Thursday 6 November 2014

Getting to grips with God



Epaphras... is always wrestling in prayer for you... Colossians 4:12
 
When I was a youngster we didn't have a television in our home - I used to feel quite envious of my friends. But sometimes on a Saturday afternoon my brother and I used to visit a friend's house, and we'd be able to make up a bit for what we didn't have at home.

And what were they showing on television? Often it was wrestling, and quite a grotesque spectacle it was: overweight, misshapen men in odd outfits grunting and sweating as they threw one another around the ring. Sometimes they would thump the floor in what seemed absolute agony - I really thought someone was going to end up dead.

I soon learned that a lot of it was fake. In fact, even the crowd didn't seem to take it too seriously - everyone seemed to accept that it was just a show.

Real wrestling, I suspect, is a different matter altogether: two people pitting their raw strength against one another, no doubt using all sorts of skills and techniques to reduce their opponent to the bitter point of submission. It was a well-known sport in the ancient world.

Well, I don't imagine that Paul often went to watch wrestling, but he obviously knew something about it. And one thing it reminded him of was - would you believe it? - prayer. Yes, Paul saw prayer as a kind of spiritual wrestling match. And he praises his friend Epaphras for being a keen wrestler. He tells the Christians of Colosse that Epaphras is "always wrestling in prayer for you".

Which leads to a very obvious question. I assume that all of us, especially if we are Christians, pray (how can you be a Christian and not pray?). But how many of us know anything about wrestling in prayer? What do we know of getting into a no-holds-barred clinch with God himself?

You might say, "But surely God doesn't need to be treated in this way!" Well, not always, of course: sometimes our praying might be quite calm and unemotional. In fact, if you turn back to verse 2 of this same chapter you find Paul using a much more gentle (but still challenging) expression: “Devote yourselves to prayer...”, implying perseverance rather than agonising.

> Record set
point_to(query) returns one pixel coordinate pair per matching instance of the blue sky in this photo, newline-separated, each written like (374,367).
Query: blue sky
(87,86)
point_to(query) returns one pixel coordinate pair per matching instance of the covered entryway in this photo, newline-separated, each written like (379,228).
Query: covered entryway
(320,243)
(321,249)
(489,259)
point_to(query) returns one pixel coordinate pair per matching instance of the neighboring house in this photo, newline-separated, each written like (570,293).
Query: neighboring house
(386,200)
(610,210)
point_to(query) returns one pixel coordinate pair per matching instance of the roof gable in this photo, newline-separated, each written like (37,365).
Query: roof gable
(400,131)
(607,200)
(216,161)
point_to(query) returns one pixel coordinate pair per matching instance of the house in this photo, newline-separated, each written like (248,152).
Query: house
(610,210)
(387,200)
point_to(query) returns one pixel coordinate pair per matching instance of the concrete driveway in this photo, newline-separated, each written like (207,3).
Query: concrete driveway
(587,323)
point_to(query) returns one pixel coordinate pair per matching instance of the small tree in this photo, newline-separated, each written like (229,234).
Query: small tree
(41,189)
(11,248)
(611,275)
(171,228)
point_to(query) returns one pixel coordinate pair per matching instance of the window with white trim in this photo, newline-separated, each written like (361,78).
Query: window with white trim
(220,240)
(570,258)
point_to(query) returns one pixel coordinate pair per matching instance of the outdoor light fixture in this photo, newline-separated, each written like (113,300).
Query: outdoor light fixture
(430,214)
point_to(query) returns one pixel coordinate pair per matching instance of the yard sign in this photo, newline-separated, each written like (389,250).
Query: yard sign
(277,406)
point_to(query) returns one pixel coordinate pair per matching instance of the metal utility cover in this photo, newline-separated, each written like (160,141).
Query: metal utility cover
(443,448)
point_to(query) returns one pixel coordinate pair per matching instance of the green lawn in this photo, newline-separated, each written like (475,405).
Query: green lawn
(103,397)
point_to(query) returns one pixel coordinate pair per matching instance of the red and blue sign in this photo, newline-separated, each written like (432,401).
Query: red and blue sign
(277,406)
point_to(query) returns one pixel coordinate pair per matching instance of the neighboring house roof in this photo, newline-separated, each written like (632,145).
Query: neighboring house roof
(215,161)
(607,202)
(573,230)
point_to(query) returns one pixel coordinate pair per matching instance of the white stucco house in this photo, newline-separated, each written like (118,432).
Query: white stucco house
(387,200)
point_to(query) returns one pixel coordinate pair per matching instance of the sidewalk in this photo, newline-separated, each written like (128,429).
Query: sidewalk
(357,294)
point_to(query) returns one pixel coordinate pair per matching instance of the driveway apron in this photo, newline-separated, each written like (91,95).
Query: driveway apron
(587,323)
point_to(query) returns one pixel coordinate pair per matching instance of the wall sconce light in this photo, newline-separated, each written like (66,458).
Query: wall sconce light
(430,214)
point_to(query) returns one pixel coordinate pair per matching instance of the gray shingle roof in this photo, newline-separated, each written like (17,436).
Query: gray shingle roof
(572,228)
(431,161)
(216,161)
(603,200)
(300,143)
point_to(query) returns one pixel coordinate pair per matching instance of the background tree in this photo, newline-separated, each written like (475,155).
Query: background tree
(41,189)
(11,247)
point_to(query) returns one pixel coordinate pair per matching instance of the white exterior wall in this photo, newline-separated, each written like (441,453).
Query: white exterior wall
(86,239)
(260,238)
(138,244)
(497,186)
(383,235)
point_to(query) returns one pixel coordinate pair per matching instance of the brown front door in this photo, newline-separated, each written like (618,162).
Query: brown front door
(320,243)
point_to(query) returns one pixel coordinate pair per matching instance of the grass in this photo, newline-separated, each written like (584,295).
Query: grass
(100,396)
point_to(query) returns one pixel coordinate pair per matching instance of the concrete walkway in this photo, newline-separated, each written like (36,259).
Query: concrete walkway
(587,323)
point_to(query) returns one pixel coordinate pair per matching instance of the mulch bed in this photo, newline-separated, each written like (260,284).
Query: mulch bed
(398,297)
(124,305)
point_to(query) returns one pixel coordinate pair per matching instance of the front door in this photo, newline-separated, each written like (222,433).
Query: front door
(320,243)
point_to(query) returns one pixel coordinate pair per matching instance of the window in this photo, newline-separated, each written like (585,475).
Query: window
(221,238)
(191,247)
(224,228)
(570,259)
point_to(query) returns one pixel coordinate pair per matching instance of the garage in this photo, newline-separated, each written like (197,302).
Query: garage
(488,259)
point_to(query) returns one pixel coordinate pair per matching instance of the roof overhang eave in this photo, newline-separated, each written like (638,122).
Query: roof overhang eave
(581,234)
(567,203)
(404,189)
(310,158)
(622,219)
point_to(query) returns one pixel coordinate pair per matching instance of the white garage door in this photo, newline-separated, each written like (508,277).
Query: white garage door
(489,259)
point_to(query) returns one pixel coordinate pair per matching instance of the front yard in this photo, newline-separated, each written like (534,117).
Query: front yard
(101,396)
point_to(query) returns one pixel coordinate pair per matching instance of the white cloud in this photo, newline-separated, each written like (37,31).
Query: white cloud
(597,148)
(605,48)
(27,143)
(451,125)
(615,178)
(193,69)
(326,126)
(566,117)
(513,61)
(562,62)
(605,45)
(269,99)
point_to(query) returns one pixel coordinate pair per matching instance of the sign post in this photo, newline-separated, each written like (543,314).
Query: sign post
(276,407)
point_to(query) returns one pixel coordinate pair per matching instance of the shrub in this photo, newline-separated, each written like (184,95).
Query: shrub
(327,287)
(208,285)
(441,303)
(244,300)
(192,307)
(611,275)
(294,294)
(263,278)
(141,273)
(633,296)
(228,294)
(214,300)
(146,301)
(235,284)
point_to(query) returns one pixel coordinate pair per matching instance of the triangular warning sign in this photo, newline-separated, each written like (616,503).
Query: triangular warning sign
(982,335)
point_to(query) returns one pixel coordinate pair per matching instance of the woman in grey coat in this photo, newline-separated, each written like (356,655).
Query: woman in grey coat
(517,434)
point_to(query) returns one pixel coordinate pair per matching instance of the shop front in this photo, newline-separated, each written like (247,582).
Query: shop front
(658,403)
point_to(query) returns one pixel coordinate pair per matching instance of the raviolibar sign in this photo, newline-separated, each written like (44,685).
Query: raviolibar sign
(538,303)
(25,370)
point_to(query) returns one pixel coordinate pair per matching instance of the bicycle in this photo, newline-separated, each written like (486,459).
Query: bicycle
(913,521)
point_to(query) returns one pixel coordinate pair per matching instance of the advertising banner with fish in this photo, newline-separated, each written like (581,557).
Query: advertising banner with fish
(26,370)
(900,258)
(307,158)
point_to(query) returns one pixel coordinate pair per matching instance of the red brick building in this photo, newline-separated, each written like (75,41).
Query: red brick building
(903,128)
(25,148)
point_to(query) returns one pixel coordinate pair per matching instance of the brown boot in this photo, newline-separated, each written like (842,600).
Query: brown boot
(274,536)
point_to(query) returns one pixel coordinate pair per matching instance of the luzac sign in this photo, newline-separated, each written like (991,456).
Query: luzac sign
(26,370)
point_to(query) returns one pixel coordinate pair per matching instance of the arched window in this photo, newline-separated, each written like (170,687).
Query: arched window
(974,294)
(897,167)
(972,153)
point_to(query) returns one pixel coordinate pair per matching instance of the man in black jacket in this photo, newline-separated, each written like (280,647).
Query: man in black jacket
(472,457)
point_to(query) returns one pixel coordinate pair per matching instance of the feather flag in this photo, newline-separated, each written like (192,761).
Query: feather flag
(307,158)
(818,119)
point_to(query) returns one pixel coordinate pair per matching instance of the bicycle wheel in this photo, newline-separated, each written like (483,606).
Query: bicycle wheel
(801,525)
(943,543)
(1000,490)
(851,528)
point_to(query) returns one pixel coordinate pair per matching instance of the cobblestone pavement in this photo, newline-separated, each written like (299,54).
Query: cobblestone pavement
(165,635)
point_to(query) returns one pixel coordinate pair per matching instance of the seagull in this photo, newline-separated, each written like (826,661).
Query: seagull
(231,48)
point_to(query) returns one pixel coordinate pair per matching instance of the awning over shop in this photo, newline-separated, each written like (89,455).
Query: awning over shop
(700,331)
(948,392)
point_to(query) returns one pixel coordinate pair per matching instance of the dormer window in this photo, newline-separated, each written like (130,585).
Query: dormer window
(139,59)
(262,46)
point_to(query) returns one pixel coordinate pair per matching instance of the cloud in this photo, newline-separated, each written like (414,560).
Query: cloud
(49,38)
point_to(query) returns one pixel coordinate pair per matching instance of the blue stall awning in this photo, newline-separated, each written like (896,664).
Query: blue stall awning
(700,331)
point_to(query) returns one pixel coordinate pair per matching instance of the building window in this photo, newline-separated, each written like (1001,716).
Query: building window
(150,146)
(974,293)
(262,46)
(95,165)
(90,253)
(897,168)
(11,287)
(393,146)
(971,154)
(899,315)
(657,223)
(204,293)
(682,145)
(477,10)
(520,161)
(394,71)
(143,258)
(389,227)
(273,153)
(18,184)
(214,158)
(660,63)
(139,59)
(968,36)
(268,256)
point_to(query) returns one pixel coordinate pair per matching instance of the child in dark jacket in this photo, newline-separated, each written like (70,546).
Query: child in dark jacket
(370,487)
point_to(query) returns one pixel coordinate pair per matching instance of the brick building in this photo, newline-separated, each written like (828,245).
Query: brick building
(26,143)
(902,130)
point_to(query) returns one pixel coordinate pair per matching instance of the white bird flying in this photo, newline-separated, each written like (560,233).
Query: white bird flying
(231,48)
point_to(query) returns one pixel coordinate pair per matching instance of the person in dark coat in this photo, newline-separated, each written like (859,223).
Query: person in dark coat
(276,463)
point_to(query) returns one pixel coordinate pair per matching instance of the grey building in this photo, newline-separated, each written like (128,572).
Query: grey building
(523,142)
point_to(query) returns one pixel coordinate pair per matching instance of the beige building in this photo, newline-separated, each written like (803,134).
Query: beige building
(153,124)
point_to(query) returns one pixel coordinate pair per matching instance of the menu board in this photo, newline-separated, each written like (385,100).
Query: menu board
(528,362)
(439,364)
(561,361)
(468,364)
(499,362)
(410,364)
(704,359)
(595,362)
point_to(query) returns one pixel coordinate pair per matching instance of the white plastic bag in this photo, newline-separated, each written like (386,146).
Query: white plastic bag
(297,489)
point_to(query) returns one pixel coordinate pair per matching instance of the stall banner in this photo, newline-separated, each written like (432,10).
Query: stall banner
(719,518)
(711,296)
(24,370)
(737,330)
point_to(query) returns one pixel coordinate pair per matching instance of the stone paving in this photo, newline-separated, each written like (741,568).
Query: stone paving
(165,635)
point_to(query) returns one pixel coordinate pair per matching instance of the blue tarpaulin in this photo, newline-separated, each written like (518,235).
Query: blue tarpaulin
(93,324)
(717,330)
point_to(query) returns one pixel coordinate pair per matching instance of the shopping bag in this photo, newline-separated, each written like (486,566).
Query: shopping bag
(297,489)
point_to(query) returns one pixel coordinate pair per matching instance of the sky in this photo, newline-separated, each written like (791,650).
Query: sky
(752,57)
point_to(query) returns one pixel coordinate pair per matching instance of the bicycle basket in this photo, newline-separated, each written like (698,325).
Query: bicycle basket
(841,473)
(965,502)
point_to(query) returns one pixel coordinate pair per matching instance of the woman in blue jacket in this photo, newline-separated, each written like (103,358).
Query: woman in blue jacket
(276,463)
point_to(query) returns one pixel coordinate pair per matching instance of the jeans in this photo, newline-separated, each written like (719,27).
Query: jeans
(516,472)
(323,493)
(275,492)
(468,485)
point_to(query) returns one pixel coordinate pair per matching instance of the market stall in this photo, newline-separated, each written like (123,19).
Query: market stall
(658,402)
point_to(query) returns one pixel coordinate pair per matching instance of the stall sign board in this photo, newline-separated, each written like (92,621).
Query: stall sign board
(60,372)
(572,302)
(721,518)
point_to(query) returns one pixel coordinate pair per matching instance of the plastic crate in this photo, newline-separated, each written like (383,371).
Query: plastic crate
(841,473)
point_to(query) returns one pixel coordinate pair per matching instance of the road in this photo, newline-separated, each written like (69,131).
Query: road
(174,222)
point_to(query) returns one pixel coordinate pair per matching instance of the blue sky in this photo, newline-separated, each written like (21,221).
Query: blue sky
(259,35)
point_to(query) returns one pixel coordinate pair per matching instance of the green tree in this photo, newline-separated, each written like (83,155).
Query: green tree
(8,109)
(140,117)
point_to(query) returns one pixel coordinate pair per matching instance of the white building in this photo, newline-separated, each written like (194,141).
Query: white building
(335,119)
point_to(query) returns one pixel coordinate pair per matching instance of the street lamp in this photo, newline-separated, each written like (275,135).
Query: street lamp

> Task details
Answer these questions from the reflection on wrestling in prayer.
(a) What did the writer's home not have during the writer's childhood?
(b) Whom does Paul praise for always wrestling in prayer for the Christians of Colosse?
(c) What gentler expression does Paul use in verse 2 of the same chapter?

> Exercise answer
(a) A television.
(b) Epaphras.
(c) "Devote yourselves to prayer..."